#### USING THE INFORMATION
1. According to the poison centre extract, what software was used to analyze the data?
2. Write out the passage of the poison centre extract from "In this study, we" up to and including "Atlanta, GA, USA).", swapping "checklist" for "form".
3. Could you carry on the extract about the poison control centre from the point where it stops?

In this study, we especially evaluated the profile of poisoning cases in 2011. The collected data were entered into a checklist that was comprised of profession of interlocutor who called the poison centre, time of poisoning (year), gender of poisoned patient, age of poisoned patient, toxic agent and intention of poisoning.  Data were analyzed using Epi Info software (CDC, Atlanta, GA, USA).

Table 2. Definition of age groups according to IPCS instructions




4 weeks-11.99 months


1-4.99 years


5-14.99 years


15-19 years


19.01-74 years

Elderly person

≥75 years


Structural indicators 

The establishment of the MPCC started in 1989, call information unit was founded in 1990 and the laboratory in 1994. The MPCC funding is based on the state budget and international collaborations. The performances of the centre concerning its different roles are:  

  1. Toxicological information (call centre): this system recorded 22289 inquiries from 1990 to 2011
  2. Toxicovigilance system recorded 85427 notifications from 1980 to 2011
  3. Scorpion specific information system recorded 293432 notifications from 2000 to 2011
  4. The antidote stockpile distributed 12600 vials of antidotes and 14000 scorpion sting kits
  5. Toxicology and drug monitoring laboratory recorded7354 cases of poisoning from 1994 to 2011

Public education and specialized training programs for healthcare professionals about the management of

common poisonings:

  1. The quality assurance service by conducting two surveys; the first one was in the public which showed an overall satisfaction of 96.7 %, and the second one among healthcare professionals who were 88% satisfied.

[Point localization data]
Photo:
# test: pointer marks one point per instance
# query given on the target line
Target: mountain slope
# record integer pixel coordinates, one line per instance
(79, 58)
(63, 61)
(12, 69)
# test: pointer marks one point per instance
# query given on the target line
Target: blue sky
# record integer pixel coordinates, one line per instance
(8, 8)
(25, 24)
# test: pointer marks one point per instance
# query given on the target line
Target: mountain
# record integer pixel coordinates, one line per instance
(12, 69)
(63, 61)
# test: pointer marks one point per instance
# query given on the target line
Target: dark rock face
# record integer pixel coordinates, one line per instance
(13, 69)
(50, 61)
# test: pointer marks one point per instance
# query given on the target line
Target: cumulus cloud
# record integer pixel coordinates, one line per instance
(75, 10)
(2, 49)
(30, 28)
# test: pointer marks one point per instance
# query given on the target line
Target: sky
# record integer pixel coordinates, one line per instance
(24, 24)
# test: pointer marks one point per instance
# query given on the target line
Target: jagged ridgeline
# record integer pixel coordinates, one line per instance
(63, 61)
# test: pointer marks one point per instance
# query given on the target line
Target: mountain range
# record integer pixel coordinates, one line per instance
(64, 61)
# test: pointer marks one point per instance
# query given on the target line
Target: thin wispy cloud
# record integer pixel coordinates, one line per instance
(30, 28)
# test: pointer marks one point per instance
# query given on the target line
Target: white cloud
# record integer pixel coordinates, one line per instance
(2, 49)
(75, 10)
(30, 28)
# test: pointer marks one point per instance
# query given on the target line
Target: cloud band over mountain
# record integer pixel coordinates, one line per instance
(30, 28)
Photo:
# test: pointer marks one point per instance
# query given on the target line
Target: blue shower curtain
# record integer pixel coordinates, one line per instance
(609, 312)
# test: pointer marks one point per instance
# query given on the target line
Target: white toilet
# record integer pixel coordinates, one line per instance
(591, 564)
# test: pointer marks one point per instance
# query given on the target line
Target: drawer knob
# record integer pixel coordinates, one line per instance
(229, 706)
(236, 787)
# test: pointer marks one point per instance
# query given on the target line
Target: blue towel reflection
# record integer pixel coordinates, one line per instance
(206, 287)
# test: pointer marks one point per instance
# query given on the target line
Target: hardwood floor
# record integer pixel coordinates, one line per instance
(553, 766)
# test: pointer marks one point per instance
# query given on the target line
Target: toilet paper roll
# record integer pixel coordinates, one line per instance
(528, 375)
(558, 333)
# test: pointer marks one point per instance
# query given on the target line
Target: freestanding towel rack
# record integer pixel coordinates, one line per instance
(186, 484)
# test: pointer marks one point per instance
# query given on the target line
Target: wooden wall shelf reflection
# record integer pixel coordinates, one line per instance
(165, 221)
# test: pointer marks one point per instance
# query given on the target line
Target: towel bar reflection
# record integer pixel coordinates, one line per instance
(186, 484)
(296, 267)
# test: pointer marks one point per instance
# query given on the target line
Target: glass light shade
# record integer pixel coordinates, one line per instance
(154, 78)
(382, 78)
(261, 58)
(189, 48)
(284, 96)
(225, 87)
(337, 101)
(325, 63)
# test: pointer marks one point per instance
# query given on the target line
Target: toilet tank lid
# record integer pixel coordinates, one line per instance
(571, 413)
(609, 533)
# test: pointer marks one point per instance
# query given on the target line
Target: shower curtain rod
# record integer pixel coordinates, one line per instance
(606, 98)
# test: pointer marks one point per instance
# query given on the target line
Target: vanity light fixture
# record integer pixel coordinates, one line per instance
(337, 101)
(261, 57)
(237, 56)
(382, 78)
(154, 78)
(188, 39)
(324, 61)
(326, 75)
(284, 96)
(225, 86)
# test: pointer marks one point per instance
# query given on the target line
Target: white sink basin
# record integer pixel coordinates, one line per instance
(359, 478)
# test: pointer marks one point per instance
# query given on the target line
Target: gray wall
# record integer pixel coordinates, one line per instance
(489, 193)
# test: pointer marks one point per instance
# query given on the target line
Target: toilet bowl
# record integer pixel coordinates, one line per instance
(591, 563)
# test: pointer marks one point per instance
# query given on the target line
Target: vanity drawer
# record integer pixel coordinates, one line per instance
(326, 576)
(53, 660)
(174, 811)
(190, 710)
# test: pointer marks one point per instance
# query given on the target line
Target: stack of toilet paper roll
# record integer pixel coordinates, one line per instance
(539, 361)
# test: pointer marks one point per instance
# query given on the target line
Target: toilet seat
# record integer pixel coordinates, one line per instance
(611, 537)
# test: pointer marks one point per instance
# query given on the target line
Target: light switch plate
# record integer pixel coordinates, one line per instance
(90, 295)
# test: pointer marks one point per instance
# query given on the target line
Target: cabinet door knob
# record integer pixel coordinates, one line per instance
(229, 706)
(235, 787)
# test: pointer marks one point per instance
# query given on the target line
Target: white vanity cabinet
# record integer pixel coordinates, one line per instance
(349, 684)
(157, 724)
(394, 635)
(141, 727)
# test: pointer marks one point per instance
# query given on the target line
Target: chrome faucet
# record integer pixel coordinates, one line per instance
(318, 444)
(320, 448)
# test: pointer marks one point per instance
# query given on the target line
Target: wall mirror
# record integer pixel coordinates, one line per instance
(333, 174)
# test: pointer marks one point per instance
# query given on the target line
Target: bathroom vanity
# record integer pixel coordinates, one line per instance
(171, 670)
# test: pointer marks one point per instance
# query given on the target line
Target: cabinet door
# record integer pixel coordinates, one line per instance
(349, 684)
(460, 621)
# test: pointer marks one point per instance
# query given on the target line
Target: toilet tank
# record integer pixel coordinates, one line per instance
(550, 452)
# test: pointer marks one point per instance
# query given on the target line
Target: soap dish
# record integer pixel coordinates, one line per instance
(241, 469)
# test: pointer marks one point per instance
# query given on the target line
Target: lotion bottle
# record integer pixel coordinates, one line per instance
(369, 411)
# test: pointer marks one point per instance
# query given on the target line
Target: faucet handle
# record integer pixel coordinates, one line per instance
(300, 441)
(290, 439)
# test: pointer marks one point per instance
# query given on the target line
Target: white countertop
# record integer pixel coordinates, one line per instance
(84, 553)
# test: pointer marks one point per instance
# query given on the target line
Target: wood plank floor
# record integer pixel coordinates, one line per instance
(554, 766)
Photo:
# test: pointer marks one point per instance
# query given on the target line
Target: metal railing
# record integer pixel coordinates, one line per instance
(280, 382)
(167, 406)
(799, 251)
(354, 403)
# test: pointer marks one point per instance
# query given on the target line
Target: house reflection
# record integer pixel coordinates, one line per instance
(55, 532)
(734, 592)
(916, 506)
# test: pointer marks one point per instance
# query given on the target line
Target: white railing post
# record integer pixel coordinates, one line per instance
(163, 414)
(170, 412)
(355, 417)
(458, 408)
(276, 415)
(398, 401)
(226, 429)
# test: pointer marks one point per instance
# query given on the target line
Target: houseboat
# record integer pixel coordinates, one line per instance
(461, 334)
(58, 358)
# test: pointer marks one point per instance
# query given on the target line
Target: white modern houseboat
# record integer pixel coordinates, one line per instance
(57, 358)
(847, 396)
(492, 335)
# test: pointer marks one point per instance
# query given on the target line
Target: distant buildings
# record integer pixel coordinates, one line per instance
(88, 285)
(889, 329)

...

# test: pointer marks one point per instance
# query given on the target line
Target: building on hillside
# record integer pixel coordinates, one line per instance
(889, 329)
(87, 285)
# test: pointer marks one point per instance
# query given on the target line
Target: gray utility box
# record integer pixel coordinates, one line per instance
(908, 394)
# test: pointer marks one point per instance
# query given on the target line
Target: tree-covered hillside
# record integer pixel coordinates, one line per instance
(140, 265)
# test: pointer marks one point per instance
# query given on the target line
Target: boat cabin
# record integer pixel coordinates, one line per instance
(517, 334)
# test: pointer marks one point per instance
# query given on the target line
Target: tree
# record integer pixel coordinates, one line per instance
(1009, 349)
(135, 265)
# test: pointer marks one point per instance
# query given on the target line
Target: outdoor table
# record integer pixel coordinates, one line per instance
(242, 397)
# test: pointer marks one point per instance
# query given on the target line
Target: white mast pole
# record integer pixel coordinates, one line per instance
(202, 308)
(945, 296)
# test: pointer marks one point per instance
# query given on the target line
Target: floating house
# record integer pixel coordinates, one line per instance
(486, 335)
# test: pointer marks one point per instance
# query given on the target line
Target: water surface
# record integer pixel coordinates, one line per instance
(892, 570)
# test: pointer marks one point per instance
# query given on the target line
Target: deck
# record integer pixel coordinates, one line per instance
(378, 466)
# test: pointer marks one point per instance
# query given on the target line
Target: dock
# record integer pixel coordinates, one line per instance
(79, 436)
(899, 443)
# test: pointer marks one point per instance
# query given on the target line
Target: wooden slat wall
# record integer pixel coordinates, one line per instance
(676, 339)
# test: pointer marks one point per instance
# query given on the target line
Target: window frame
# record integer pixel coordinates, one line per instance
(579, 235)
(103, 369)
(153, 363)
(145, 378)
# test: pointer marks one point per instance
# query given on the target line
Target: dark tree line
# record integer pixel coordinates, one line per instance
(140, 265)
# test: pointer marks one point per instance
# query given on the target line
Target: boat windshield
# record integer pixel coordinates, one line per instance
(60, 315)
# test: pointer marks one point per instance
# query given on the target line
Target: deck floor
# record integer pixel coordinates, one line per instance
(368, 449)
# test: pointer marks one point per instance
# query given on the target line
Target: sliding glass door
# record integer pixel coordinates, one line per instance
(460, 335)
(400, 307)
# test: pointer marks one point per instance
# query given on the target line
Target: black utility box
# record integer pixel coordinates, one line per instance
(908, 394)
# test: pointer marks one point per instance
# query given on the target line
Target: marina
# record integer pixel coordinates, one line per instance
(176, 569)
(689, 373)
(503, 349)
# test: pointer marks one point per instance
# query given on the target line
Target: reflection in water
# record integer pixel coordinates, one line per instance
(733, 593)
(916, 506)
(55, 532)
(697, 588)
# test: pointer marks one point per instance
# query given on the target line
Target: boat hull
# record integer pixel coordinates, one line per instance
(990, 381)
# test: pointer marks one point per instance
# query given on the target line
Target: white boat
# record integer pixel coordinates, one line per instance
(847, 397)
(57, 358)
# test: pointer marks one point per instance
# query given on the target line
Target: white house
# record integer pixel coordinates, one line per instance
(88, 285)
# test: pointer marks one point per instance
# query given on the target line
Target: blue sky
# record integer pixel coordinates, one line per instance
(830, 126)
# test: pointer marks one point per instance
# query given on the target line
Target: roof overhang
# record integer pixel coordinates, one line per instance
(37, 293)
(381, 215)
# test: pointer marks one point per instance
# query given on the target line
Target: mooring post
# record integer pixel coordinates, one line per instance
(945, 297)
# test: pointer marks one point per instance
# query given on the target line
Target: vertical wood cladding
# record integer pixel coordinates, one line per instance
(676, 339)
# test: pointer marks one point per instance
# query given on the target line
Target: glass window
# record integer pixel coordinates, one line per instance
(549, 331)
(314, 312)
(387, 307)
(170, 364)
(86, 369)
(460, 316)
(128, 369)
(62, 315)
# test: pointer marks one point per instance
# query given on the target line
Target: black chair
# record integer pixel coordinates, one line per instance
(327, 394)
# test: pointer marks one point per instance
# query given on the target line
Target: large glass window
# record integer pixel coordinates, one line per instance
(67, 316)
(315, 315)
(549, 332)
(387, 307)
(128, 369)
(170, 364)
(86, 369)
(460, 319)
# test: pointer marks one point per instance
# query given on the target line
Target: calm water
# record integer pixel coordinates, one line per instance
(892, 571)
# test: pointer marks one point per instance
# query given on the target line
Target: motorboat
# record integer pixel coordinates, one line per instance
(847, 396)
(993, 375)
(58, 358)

...

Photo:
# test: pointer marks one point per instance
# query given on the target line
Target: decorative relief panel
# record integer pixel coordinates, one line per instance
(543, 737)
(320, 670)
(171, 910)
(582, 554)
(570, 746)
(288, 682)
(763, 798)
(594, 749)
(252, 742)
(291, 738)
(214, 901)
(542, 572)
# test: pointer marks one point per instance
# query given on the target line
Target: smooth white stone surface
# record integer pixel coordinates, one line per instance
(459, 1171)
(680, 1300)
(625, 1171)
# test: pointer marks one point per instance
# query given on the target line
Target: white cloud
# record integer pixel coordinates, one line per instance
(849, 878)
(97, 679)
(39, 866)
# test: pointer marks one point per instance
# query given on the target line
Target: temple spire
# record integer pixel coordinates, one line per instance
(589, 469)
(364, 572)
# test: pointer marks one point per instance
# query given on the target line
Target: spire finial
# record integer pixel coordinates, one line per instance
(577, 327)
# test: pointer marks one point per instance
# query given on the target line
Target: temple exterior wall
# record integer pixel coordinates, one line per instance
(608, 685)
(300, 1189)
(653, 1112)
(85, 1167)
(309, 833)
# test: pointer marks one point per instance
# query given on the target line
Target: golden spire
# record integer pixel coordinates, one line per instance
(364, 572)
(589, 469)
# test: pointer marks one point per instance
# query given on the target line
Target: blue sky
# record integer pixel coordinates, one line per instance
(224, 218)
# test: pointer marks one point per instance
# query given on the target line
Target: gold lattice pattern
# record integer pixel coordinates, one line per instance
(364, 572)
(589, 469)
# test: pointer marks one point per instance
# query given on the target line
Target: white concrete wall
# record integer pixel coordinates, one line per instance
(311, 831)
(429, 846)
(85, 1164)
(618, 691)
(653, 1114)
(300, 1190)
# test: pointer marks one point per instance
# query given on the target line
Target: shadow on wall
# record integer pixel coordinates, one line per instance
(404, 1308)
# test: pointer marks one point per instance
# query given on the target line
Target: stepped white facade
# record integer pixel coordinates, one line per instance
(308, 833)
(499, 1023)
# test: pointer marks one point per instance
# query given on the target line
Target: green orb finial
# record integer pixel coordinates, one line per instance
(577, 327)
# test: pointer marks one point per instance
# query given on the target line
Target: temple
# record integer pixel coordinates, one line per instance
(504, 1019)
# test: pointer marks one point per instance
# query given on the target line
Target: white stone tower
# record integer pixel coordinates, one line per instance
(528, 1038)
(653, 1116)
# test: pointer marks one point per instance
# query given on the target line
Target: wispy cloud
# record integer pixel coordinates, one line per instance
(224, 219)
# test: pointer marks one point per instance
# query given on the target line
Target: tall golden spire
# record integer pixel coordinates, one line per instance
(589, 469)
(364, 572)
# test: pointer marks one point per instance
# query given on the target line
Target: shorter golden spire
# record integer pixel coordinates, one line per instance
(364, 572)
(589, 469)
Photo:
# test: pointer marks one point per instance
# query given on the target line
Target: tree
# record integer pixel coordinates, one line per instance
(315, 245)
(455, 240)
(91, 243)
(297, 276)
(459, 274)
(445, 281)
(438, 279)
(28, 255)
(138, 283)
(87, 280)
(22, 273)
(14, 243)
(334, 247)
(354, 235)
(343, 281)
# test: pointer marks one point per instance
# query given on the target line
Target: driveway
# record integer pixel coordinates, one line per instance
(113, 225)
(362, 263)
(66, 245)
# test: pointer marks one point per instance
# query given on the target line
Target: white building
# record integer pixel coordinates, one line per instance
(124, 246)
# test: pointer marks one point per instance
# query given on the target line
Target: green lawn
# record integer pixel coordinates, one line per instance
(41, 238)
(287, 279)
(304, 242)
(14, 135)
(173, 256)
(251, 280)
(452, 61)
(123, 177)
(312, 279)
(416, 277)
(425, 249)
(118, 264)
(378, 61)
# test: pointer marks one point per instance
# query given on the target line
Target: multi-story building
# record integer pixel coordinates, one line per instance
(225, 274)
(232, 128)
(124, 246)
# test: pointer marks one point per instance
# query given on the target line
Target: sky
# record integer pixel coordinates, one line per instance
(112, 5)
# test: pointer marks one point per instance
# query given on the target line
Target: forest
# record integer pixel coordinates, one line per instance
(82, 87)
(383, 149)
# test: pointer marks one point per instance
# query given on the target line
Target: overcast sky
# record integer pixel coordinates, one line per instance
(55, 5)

#### RESULTS IN ORDER
1. Epi Info software (CDC, Atlanta, GA, USA).

2.
In this study, we especially evaluated the profile of poisoning cases in 2011. The collected data were entered into a form that was comprised of profession of interlocutor who called the poison centre, time of poisoning (year), gender of poisoned patient, age of poisoned patient, toxic agent and intention of poisoning.  Data were analyzed using Epi Info software (CDC, Atlanta, GA, USA).

3.
Process indicators

The MPCC database includes 401148 inquiries about poisoning from 1980 to 2011 (even if the MPCC was officially created in 1989, the data has been available since 1980), of which 293432 (73.2%) were due to scorpion stings and 107716 (26.9%) were due to other toxic substances. The trend of acute poisonings according to methods of reporting is represented in figure 1. The main cause of poisoning, excluding scorpion stings, was pharmaceuticals (6.1%) followed by food (5.9%) and carbon monoxide (4.5%) poisoning (Figure 2). Scorpion sting inquiries increased annually after initiating the national strategy against scorpion stings in 2001 (Figure 3).

During 2011, the inquiries were mostly reported by healthcare professionals (90%). The rate was 658.4/1000 of healthcare professionals. The mean (SD) age of patients was 26.3 (24.5) years. The most vulnerable age group was adults (19-75 years old) with 48.4%, followed by children less than 15 years with 23.4%. The male to female ratio was 0.89. Inquiries were mostly about poisonings (96.5%) and occurred at home in 86.4% of cases. Most poisoning cases occurred under unintentional circumstances (83.7%).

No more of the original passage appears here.